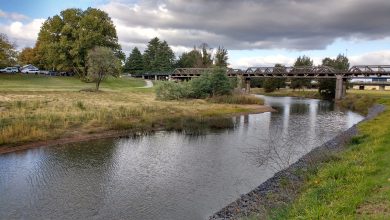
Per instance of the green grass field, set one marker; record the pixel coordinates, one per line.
(357, 184)
(24, 82)
(35, 108)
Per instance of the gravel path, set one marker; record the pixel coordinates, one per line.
(259, 200)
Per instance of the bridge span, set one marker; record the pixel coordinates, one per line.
(312, 72)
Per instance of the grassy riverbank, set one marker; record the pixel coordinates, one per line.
(35, 108)
(354, 184)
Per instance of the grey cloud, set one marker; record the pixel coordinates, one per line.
(261, 24)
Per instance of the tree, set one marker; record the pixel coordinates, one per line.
(221, 57)
(134, 63)
(327, 87)
(191, 59)
(28, 56)
(158, 56)
(8, 53)
(212, 83)
(102, 62)
(64, 40)
(207, 61)
(303, 61)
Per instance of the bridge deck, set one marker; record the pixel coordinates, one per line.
(361, 71)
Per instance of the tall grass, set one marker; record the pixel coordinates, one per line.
(237, 99)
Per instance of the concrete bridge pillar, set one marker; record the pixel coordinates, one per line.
(247, 86)
(341, 87)
(239, 82)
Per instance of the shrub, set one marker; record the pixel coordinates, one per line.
(172, 90)
(237, 99)
(212, 84)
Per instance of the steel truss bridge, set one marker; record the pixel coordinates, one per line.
(360, 71)
(312, 72)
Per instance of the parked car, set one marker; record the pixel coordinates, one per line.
(10, 70)
(52, 73)
(28, 71)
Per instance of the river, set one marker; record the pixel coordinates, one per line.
(165, 175)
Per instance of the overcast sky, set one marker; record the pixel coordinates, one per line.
(256, 33)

-------------------------

● Directions for this task: Reproduce the part of the data above that opens with the line containing "Per instance of the tall" and closes with the final line of the data, including both of those lines.

● The reply:
Per instance of the tall grass, set one marker; record the pixel coordinates, one per line.
(237, 99)
Per instance of the concrete bridge pillar, set one marker; record the pixel coordinates, one per line.
(247, 86)
(341, 87)
(239, 82)
Per instance of the shrub, set one marker; record the pixel coordinates, one per line.
(172, 90)
(237, 99)
(212, 84)
Per instance of the steel truss bridge, set one marker; record the pixel coordinates, one per line.
(360, 71)
(312, 72)
Per instance of the parked car, set one marker; record the pixel coordinates, one per line.
(10, 70)
(52, 73)
(28, 71)
Per instance of the river, set one marker; record the pixel coordinates, one per line.
(165, 175)
Per instance of the overcast sky, set one marker; record the pixel coordinates, one per line.
(256, 33)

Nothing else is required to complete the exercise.